Start of Text segment
Kaggle Report

by Yuting Gong, December 2018

Introduction

This report records my work on solving “How much for your Airbnb?”, an in-class Kaggle competition hosted by course Applied Analytics Framework and Methods Fall 2018. The Kaggle competitions gives data sets of Airbnb housing listing and asks students to predict the price of the listings. Accruancy of the prediction is measured by RMSE.

Exploring the data

After importing both train data as data and test data as scoringData into R, I started my data exploration in below steps:

I first used str() function to have an overview of the data structure. I got to learn that the data set contains 96 variables and more than 29,000 observations.
Since there are too many variables to shown in str() summary, I decided to open the data in R and read through each column to understand what the data means.
I summarized and mapped out distribution of our target “price” variable. I noticed that the “price” is a bit right skewed - I will bear this in mind. At this stage, I combined train and test data sets together so that I have a holistic view of the data distribution:

ggplot(data = all, aes(x=price)) +
  geom_histogram()
End of Text segment
Start of Record set
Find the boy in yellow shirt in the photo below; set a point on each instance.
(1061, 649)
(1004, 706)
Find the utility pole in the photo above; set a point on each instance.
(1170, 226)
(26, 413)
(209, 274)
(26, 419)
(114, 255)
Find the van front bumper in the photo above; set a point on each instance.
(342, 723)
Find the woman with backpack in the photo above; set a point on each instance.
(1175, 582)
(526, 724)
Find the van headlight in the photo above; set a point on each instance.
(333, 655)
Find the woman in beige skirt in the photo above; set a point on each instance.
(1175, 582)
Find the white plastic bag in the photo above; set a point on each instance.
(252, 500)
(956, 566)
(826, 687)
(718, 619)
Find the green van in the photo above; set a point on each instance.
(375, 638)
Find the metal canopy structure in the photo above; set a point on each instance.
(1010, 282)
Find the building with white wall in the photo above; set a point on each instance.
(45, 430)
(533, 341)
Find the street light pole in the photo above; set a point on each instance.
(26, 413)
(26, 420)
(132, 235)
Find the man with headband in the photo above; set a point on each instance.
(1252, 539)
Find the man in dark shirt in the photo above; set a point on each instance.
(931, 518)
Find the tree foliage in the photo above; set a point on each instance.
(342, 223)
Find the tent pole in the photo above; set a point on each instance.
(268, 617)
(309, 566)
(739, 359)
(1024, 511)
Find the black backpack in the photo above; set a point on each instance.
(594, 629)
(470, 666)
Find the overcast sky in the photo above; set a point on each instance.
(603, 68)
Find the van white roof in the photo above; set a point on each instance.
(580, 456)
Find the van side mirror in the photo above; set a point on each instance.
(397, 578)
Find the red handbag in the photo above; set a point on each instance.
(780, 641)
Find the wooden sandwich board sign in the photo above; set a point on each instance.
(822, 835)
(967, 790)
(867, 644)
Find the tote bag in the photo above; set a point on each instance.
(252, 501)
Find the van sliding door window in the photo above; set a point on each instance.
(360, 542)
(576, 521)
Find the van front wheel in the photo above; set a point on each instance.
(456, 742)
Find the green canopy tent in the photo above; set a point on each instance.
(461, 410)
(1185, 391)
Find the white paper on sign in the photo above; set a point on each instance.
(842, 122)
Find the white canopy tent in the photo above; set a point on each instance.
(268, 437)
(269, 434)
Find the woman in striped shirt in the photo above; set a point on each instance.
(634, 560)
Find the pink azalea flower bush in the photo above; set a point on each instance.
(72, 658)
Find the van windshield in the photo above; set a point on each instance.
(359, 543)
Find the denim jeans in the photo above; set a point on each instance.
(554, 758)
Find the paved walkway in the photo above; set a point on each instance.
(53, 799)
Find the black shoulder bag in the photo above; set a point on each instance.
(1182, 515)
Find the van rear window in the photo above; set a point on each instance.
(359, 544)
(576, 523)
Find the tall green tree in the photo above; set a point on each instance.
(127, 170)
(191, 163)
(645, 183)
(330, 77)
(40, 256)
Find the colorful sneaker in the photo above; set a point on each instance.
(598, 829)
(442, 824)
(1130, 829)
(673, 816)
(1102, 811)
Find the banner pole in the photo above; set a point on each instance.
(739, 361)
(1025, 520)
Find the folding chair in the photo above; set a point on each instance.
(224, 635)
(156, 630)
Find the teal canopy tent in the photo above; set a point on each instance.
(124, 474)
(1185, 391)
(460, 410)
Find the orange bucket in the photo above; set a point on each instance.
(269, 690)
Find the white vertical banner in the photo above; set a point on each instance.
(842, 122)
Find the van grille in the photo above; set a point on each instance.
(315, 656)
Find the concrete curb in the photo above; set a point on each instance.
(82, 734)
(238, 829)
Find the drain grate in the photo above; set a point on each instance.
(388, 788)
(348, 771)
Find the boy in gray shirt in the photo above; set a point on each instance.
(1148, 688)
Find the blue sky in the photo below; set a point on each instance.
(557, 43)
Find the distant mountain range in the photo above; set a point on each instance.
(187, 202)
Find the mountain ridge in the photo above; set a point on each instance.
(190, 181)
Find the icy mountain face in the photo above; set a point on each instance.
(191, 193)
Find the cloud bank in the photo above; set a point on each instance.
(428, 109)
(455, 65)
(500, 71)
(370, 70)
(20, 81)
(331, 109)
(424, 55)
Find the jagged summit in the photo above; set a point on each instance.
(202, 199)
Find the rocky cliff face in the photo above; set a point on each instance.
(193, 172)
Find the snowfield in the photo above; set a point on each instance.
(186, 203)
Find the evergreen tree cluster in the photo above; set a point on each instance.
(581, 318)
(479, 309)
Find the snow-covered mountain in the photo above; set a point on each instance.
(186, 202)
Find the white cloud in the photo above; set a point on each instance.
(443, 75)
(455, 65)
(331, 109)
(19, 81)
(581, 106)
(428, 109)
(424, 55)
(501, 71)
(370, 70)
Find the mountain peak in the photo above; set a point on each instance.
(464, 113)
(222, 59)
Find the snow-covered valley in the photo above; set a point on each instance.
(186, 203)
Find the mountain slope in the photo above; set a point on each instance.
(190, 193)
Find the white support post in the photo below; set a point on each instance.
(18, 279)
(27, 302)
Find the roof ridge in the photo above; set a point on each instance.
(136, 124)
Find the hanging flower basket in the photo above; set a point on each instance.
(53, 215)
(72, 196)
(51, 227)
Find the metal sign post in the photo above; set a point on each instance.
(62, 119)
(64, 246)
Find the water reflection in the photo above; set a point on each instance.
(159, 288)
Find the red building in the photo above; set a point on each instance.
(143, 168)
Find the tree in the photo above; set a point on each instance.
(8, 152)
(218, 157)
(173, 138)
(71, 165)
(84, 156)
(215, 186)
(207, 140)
End of Record set
_Your tasks:_
a – According to the Kaggle report, how many variables does the data set contain?
b – Please continue the Kaggle report from where it stops.

_Final answers:_
a – 96 variables.

b –
## `stat_bin()` using `bins = 30`. Pick better value with `binwidth`.

Then I used ggplot to map out numeric data that has high correlations (correlation > 0.3) with “price” variable, ranked by decreasing correlations. I found that “weekly_price”, “cleaning_fee”, and “accommodates” have highest correlations with “price”:

numericVars <- which(sapply(all, is.numeric)) #index numeric variables
numericVarNames <- names(numericVars) #saving names vector for use later on

all_numVar <- all[, numericVars]
all_numVar$id <- NULL   #remove id
cor_numVar <- cor(all_numVar, use="pairwise.complete.obs") #correlations of all numeric variables
#sort on decreasing correlations with price
cor_sorted <- as.matrix(sort(cor_numVar[,'price'], decreasing = TRUE))
#select only high corelations
CorHigh <- names(which(apply(cor_sorted, 1, function(x) abs(x)>0.2)))
cor_numVar <- cor_numVar[CorHigh, CorHigh]
corrplot.mixed(cor_numVar, tl.col="black", tl.pos = "lt")

I visualized the distribution of the the top 3 correlated variables and their relationships with “price” using ggplot2.

weekly_price: as shown in below graph, “weekly_price” and “price” has high linear relationship

g1 = ggplot(data=all, aes(x=weekly_price)) +
  geom_histogram()
c1 = ggplot(data=all, aes(x=weekly_price, y=price)) +
  geom_point()

plot_grid(g1, c1, labels = "AUTO")

## `stat_bin()` using `bins = 30`. Pick better value with `binwidth`.

cleaning_fee: as the relationship between “cleaning_fee” and “price” is not pure linear. In the model fitting, I would like to try both linear model and other models such as random forest.

## `stat_bin()` using `bins = 30`. Pick better value with `binwidth`.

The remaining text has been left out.